■ What you should do
Copy the listing verbatim, excluding any images found in it.

■ Material to process
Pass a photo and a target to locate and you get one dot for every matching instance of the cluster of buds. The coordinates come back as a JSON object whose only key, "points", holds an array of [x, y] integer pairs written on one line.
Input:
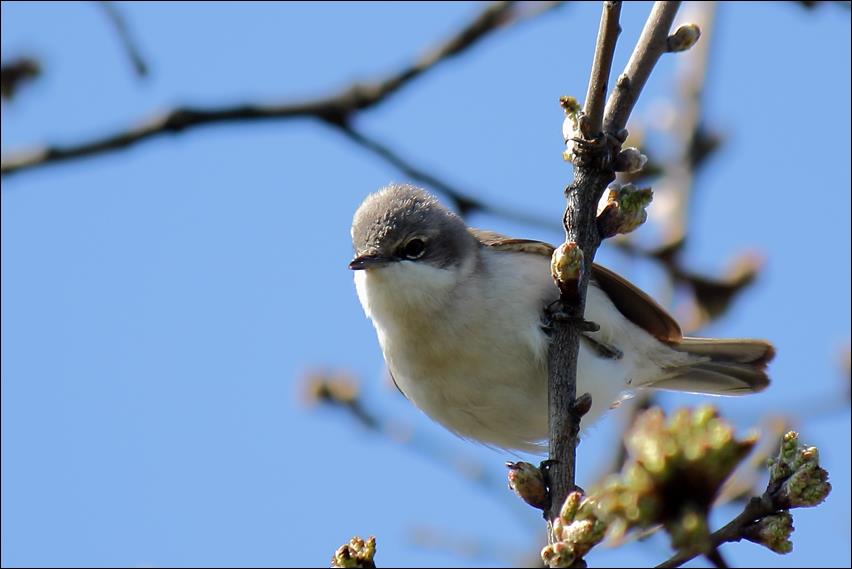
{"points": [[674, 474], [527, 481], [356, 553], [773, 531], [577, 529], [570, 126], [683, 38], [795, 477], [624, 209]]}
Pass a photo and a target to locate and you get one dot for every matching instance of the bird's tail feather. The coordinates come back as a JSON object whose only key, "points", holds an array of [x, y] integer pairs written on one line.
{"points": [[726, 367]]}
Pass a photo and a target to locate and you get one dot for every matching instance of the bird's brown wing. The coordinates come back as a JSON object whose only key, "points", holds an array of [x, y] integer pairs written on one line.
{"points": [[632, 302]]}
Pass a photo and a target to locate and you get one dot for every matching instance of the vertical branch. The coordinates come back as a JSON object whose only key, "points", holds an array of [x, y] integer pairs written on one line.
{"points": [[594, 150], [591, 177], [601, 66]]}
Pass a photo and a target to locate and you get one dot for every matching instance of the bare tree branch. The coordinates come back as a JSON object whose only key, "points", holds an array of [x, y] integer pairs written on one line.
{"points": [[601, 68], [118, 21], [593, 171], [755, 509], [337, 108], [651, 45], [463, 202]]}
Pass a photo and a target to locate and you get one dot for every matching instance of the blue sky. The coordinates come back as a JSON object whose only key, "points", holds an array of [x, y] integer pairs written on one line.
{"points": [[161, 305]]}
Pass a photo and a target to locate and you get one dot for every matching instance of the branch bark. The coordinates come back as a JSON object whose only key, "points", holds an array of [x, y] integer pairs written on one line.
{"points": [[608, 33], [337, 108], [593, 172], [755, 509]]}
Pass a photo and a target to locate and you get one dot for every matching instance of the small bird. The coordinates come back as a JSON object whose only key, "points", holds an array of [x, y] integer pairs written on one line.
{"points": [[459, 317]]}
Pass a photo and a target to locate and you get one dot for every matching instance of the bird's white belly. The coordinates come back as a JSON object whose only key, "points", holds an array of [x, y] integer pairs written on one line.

■ Task response
Pass a photo and a target to locate and you get one dot for every matching instance of the cluster of buds. The coordinates come back as a JSON object whose only key, "points", holds an array of [x, y] integer pairs written on one line.
Input:
{"points": [[674, 474], [527, 481], [356, 553], [773, 531], [577, 529], [570, 126], [683, 38], [795, 477], [624, 209]]}
Pass a photo and a target to locate and you get one dot for every matching instance of the bird's tail feather. The coordinates come back as a JSON object whose only key, "points", holds an array of [x, y] integer pairs written on one line.
{"points": [[726, 367]]}
Pass a photo and a target to locate and you get one dot for every matching instance of the bird's brown wing. The coordinates come back as a JSON object whose only key, "points", holds an array of [x, y] integer pairs written on one line.
{"points": [[632, 302]]}
Pass a photo and a target to locate and you get one dot for every matching instance of the vertical branch. The coordinates come back as a JSON object whose only key, "points", holds an array of [x, y] integer pairs written on one line.
{"points": [[594, 150], [591, 177], [601, 66]]}
Pass a photo and a target to locate and you get one dot for every matching instance of the bare tree branch. The coordinates come back as a JSON object whose only key, "points", holds an array of [x, y] integer pairs written on one line.
{"points": [[601, 68], [118, 21], [593, 171], [755, 509], [337, 108], [651, 45], [463, 202]]}
Pass a photo and a target to locate and you get one dot for every matching instance of the blue sky. The coordinates come back as a JSON object whose only key, "points", holds an array of [x, y] integer pairs written on one line.
{"points": [[161, 305]]}
Pass a photo and a target to locate and you get one dot for every matching instance of the branch bark. The coordinates come back as a JSON object whose only key, "points", holds an array of [x, y] integer pairs written on one line.
{"points": [[608, 33], [337, 108], [593, 172], [755, 509]]}
Pass a photo and a target to locate and you get one dot for every matching instance of the small bird. The coordinates come back as a JSON object whose only key, "points", holds an array of [x, y] integer pairs written on one line.
{"points": [[459, 317]]}
Pass a photo and a target to locate and you get one dot for every matching instance of the bird's white belly. The coordinates come back as a JSON object whose only key, "points", holds an array of [x, y] integer pairs written on one line.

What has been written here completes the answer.